### PROBLEM DETAILS
The reply should contain every entry below exactly as written, with no images.

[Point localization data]
···
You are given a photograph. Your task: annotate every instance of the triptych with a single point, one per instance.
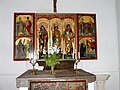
(73, 33)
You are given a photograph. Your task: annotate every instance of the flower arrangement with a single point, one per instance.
(52, 58)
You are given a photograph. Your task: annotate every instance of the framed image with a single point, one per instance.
(23, 36)
(87, 37)
(58, 85)
(56, 29)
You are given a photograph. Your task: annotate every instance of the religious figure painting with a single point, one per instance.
(23, 35)
(74, 34)
(87, 42)
(59, 30)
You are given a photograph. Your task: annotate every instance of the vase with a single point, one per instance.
(52, 70)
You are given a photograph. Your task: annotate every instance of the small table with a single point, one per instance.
(61, 75)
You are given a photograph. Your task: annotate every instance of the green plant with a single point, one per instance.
(52, 59)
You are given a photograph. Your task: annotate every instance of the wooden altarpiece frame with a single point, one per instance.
(73, 33)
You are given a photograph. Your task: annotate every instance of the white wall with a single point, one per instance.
(108, 59)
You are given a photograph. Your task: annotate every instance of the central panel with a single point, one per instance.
(56, 30)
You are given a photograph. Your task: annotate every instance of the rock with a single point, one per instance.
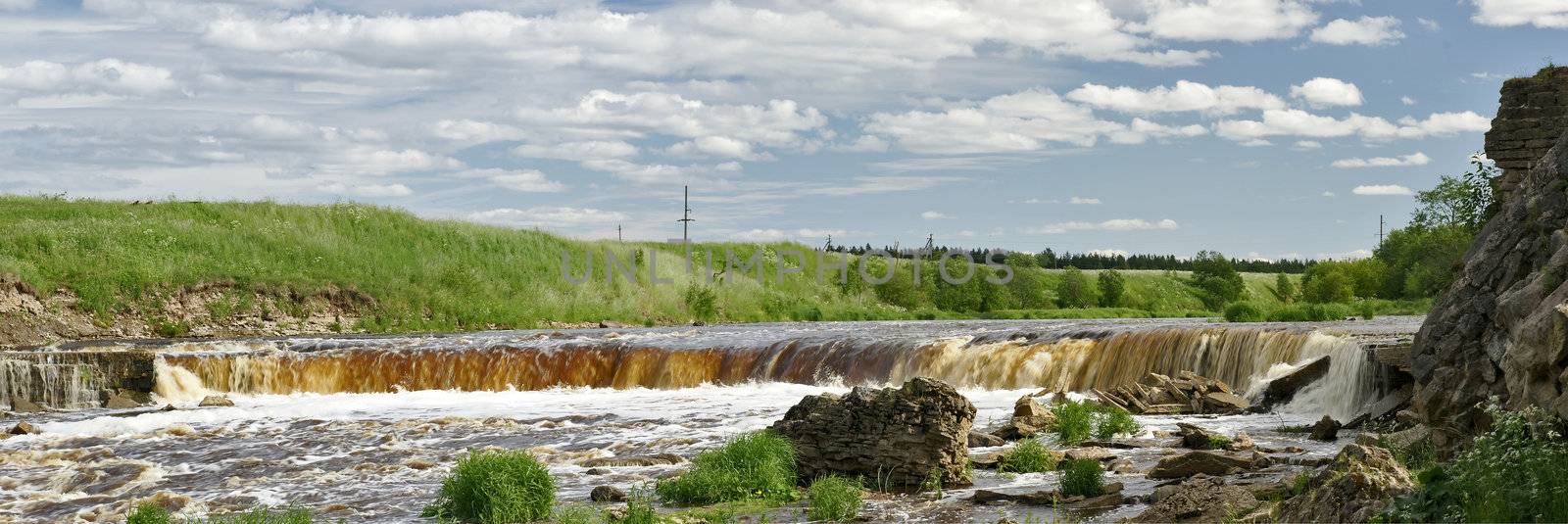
···
### OUTPUT
You are given a photograph. Your task: annotate every instance of the triptych with a single point, one per instance.
(73, 33)
You are given a photograph. Your task: annotate every instance of the flower arrangement with a single point, one per instance.
(52, 58)
You are given a photograph. Your task: annotate every instance of the framed image with a single point, one per instance.
(23, 36)
(87, 37)
(58, 85)
(56, 29)
You are given a photograph. Your task: annotate every instance of the religious figure painting with a single point, one per instance.
(23, 35)
(74, 34)
(87, 42)
(59, 30)
You are given a photograph. Your task: annotate every instance of the vase with a single point, one per instance.
(52, 70)
You are given a photograph. Your task: annotate every instance of the small table with a single point, one per instance.
(61, 75)
You are given a photograph. Your task: annotate every instance of the green plant with a single point, one per instance.
(52, 59)
You are given a photograph. Your task: annotate every instance of the wooden altarpiece frame with a single point, one per instance.
(73, 33)
You are given a photograph. Your task: annotate every instance of the white wall with a single point, one per instance.
(108, 59)
You are given a photograph. Your task: annotate every instance of the central panel with a single point, one per instance.
(56, 30)
You are given a photograph. Your task: annotate every instance of the rock with a single point, one per instance.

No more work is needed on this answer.